**What the task requires:** Give back the full listing verbatim, apart from its images.

**Provided records:**
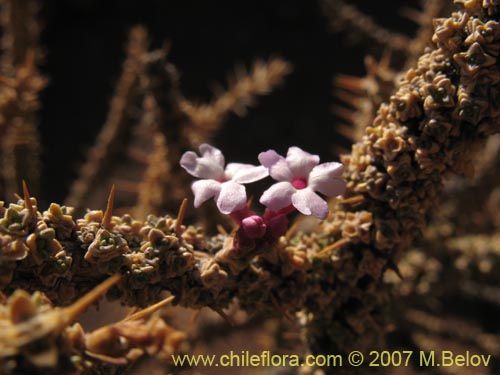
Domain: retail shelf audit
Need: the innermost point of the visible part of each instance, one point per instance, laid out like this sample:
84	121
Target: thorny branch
442	111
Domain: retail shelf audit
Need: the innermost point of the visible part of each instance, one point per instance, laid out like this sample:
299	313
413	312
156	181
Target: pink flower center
299	183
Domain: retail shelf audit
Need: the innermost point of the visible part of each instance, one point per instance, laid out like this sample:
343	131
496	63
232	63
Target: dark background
84	43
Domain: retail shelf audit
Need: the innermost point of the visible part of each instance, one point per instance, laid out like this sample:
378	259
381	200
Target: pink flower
225	185
300	176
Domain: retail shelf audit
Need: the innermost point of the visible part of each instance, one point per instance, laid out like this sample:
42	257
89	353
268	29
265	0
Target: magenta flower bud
253	226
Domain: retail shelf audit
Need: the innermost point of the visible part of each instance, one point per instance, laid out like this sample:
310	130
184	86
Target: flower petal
204	167
204	190
308	202
300	162
232	197
278	167
326	178
212	153
278	196
269	158
245	173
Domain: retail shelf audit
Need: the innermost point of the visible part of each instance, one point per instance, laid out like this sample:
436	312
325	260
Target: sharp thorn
180	216
108	214
27	197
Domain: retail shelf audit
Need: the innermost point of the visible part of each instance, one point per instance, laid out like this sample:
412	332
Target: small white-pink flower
224	185
299	177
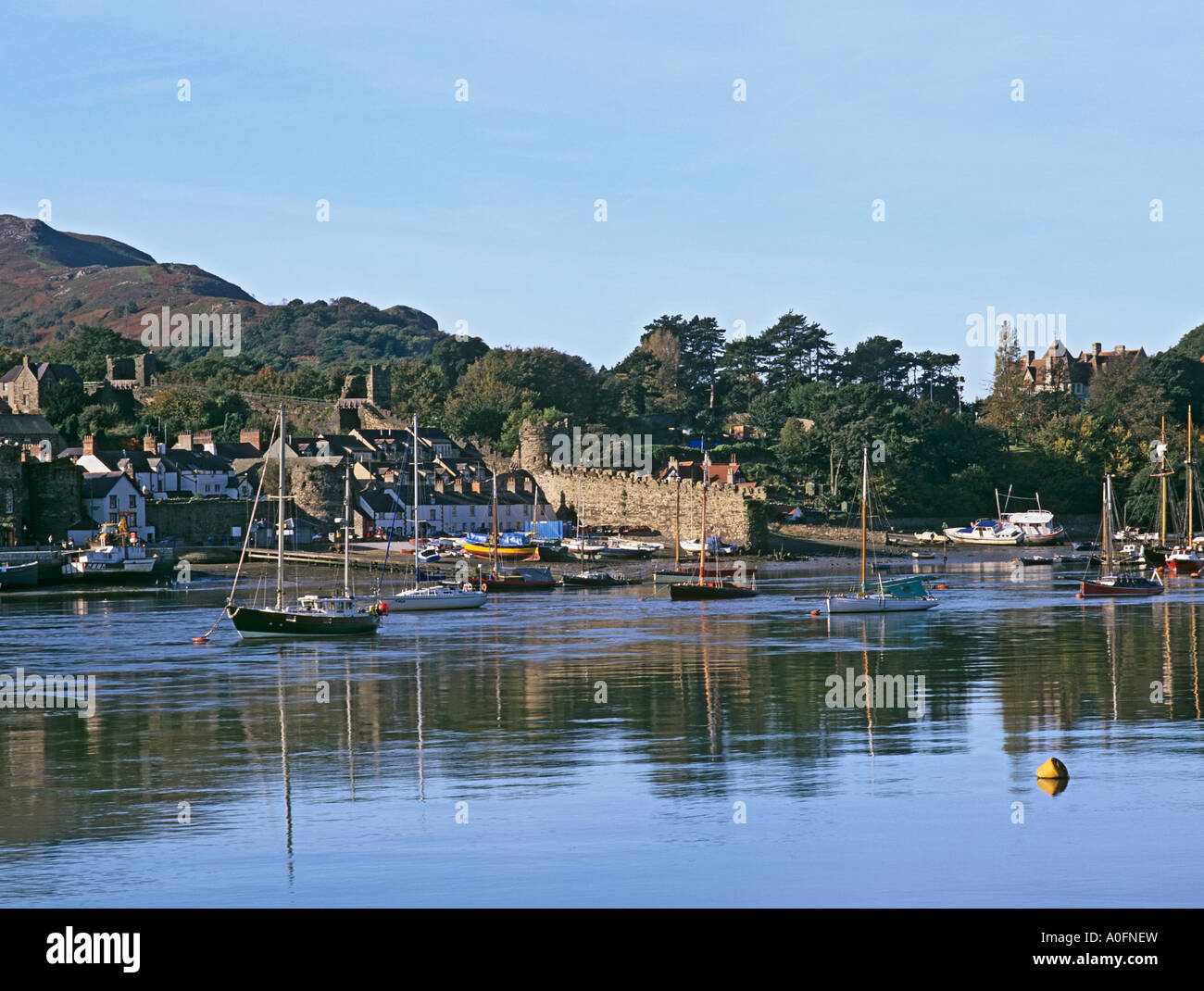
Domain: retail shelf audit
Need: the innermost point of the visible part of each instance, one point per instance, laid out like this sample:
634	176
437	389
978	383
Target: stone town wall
197	520
56	497
614	497
13	504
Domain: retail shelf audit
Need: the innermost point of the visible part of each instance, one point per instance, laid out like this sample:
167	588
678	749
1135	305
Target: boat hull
1185	565
839	605
504	553
1119	586
709	590
19	574
428	604
270	622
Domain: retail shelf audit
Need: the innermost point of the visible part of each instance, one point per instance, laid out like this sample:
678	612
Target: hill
52	282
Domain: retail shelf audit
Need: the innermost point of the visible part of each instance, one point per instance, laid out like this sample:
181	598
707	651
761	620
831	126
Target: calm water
630	801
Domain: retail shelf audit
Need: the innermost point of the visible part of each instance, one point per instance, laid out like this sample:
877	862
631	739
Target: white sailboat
420	600
898	595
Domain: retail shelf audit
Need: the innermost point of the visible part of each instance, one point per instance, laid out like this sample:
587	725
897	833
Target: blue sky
483	209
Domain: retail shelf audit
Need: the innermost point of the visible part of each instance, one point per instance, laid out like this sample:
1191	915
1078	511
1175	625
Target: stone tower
380	386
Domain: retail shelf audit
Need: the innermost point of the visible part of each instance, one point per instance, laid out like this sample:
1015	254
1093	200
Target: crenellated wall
614	497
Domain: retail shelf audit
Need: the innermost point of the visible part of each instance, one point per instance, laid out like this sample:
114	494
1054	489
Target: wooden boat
311	616
1186	558
518	581
898	595
436	597
695	592
597	580
931	537
1114	582
22	573
701	588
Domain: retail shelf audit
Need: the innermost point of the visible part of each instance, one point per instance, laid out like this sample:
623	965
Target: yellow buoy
1052	769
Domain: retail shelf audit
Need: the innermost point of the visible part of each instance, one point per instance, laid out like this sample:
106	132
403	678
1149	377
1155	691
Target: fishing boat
20	573
597	580
420	600
116	556
1111	581
622	549
897	595
717	588
529	580
713	545
931	537
1186	558
986	533
508	546
309	616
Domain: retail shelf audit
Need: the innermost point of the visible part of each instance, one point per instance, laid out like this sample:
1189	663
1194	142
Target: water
354	801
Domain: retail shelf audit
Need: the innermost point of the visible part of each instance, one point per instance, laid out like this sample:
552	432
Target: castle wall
614	497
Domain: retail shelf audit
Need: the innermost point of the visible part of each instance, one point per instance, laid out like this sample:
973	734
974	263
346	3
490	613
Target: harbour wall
615	497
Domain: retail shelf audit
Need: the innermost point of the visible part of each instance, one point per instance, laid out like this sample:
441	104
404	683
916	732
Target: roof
100	484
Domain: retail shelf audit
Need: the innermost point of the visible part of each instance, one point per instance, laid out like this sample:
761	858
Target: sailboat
1187	560
1157	556
1114	583
898	595
420	600
517	580
715	588
309	616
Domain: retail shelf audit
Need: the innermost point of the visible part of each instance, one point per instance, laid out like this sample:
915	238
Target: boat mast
416	498
280	526
1162	485
677	532
347	533
1188	462
702	548
1108	522
865	498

**Completed exercise:**
Domain: retail shelf audit
Need: the innermost point of the visible part of each instance, one point per instance, laid out like this sample:
84	121
Target: thorny branch
442	111
Domain: retail shelf audit
Need: the innermost point of the visible part of each instance, one point per instance, laid out like this sample:
299	313
413	312
156	181
Target: pink flower center
299	183
Domain: retail shelf audit
Need: the innermost point of the visible part of each instance, one point per instance, laid out like this sample:
343	131
496	63
232	63
Target: dark background
84	43
Domain: retail shelf audit
Need: the innermost point of the visible part of each instance, one point per instance, laid out like this sample:
378	259
381	200
Target: pink flower
225	185
300	176
Domain: retail shelf audit
Need: the innermost point of the visible part of each instance, one point per instance, laid out like this sample:
42	257
89	353
268	29
265	0
Target: magenta flower bud
253	226
Domain: retail shelf audit
Need: the innermost point of the visible part of each instance, one point per instance, laid out like this sample:
310	130
184	86
Target: flower petal
204	167
204	190
308	202
300	162
232	197
278	167
326	178
212	153
278	196
269	158
245	173
Domain: retail shelf audit
Need: the innermost point of the visible part of each instance, one point per instance, laid out like this sample:
436	312
325	260
Target: sharp thorn
180	216
108	214
27	197
Domain: retail shelf audit
Need: the innermost point of the visible part of each instance, one point per instance, laid out like this sample:
412	332
Target: small white-pink flower
224	185
299	177
Domain: retail shelf audit
Need: the innermost point of the visible part of each instance, one point per instance, laid out like this sample:
634	176
437	389
978	383
Target: stone town wall
197	520
56	497
614	497
13	504
Domain: retail shelf audit
Need: the innermost point of the visible part of each instance, one point per instance, laid out like this sample:
167	588
678	749
1135	305
Target: boat hull
1185	565
839	605
504	553
1119	586
709	590
19	574
428	604
270	622
Domain: retail shelf audit
Need: the innermost point of the visible part of each instance, one point per instance, laid out like this sample:
678	612
Target: hill
52	282
Domain: retail shelf audit
Need: the innermost point of the visible part of each instance, one point per instance, laid out like this sample:
181	598
707	651
761	620
831	126
Target: calm water
630	801
Domain: retail shelf audit
Need: the innermost point of the visible part of each instance, one point per instance, laid out like this sample:
877	862
631	739
Target: white sailboat
420	600
898	595
Domain: retail shelf audit
Need: the innermost point of the visible part of each instance, one point per instance, laid out like this sample:
587	725
897	833
Target: blue sky
483	209
Domain: retail shelf audit
Need: the innermost point of the visible part of each instance, one point per instance, laid out like this sample:
1191	915
1078	511
1175	625
Target: stone tower
380	386
Domain: retail shelf audit
Need: the innermost point of the visible part of each instance, one point per instance, laid out like this sample:
1015	254
1093	200
Target: crenellated wall
614	497
Domain: retail shelf audit
Need: the innermost point of the visible part of each instance, one point per instance, laid out like this sample:
114	494
1054	489
Target: wooden boat
311	616
1186	558
518	581
898	595
436	597
695	592
597	580
931	537
1114	582
22	573
701	588
Domain: retail shelf audit
Need: the innermost point of the visible part of each instance, one point per instance, laid out like this sample:
623	965
Target: yellow buoy
1052	769
Domain: retail shelf audit
Need: the innermost point of the visible part of each instance, one point per instance, laid out like this sample:
106	132
403	678
1149	377
1155	691
Target: fishing boat
20	573
597	580
420	600
116	556
1111	581
622	549
897	595
717	588
529	580
713	545
931	537
1186	558
986	533
508	546
309	616
Domain: retail shelf audit
Need: the innermost point of the visible part of each instance, one point per instance, laid out like this sample:
1189	663
1194	142
Target: water
354	801
Domain: retail shelf audit
Need: the innermost point of the visible part of each instance, one point per instance, laid out like this sample:
552	432
Target: castle wall
614	497
Domain: retail shelf audit
Need: the innermost point of the visible part of each instance, one point per instance, laid out like this sample:
973	734
974	263
346	3
490	613
Target: harbour wall
615	497
Domain: retail shelf audit
Need: the innermost point of the visible part of each instance, one point per instance, laid out like this sample:
441	104
404	683
916	732
Target: roof
100	484
Domain: retail shelf audit
Need: the innermost point of the visible part of each instance, one point per instance, laid out like this sample:
761	858
Target: sailboat
1187	560
1157	556
1114	583
898	595
420	600
517	580
715	588
309	616
Domain: retail shelf audit
Need: the innermost point of the visible part of each instance, one point per instance, laid out like this sample:
915	238
Target: boat mast
416	498
280	526
1162	485
677	532
347	533
1188	462
702	548
1108	522
865	498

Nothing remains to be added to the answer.